■ Input for this task
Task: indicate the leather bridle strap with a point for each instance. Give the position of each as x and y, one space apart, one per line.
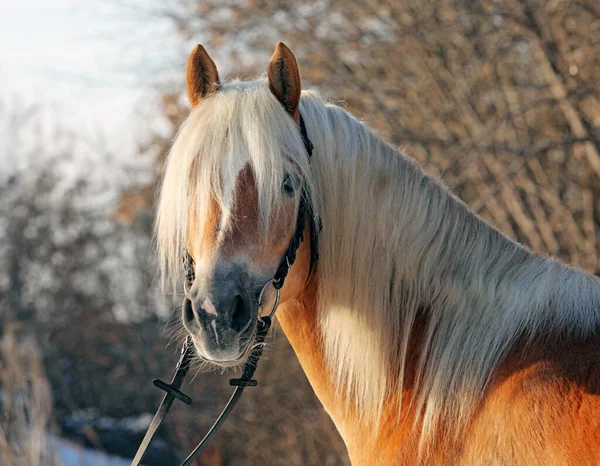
264 324
305 211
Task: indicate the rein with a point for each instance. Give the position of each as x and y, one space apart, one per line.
172 390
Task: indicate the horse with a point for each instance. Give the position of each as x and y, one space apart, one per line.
428 336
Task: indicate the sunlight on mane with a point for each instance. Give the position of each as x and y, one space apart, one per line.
395 244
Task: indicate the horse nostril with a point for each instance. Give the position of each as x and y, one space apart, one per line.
241 314
188 311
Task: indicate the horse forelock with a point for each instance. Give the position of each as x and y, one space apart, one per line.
394 242
242 125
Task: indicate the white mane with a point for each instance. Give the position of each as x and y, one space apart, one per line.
394 243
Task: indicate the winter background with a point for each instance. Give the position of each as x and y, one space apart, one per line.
499 98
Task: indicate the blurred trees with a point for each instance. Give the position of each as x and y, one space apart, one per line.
500 98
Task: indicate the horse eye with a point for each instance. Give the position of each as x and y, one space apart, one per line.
188 266
290 185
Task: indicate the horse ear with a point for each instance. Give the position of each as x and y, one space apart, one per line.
284 79
202 76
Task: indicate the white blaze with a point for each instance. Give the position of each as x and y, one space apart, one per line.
208 306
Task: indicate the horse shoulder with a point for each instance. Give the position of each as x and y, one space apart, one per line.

■ To do
Pictures excluded, quote all the data above exactly.

■ Solution to this problem
Task: indicate the leather bridle strap with a point for each instance. Give the position of each as x and y, one space apart, one per line.
264 324
305 211
Task: indicate the rein with a point for each instance. Give the position of each as x and y, one space apart, one per line.
172 390
Task: indicate the horse with a point for each instance. Give the position of each as x and y, one space apart, one per line.
428 336
Task: indicate the sunlight on mane with a point for each instance. Give the position of each as x and y, one space apart, one per line.
395 244
Task: indicate the horse nostril with a point for each instance. Give the position of each as x and y, one space apart, one per line.
241 314
188 311
Task: indicate the horse forelock with a point for each instance. Give the position of each as x and y, one space apart, one per line.
394 242
242 125
Task: indicate the white mane with a point for each instance. Give the position of each as x and y, one space apart, one per line.
394 243
Task: indicate the winter background with a point for each instance. Give the position of each as x and y, one space apart, one per line.
499 98
Task: indicate the blurred trees with a point for each instance. Give the position of each as x and y, one space apart, one per line.
500 98
Task: indicate the horse eye with a point for each instance. Give the position of each as x and y, one space apart, one per line.
188 266
290 185
Task: indicate the horse ear with a point for each instance. Give the position of each as x and y, one space apart, one per line.
284 79
202 76
Task: indicate the white blaze with a point for each instance. Give the position of each as x and y, one space apart, one per line.
208 306
Task: indicate the horse shoulder with a point for each instance. Give the position of each as x and y, one space apart, one per line.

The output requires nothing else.